> _What to produce_
In the items below, change "concrete step" to "stone stair" wherever it occurs, and reproduce everything else without alteration.

─── Supplied data

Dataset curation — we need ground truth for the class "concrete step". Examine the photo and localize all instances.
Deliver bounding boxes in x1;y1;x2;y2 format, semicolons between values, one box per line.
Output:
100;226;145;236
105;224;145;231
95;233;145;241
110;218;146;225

──────

> _Solution to the problem_
Dataset curation — we need ground truth for the class "stone stair". Examine the photo and localize all instances.
Deliver bounding boxes in x1;y1;x2;y2 format, semicolons between values, one box per line.
Output:
100;226;145;236
105;224;145;231
95;233;145;241
110;218;146;225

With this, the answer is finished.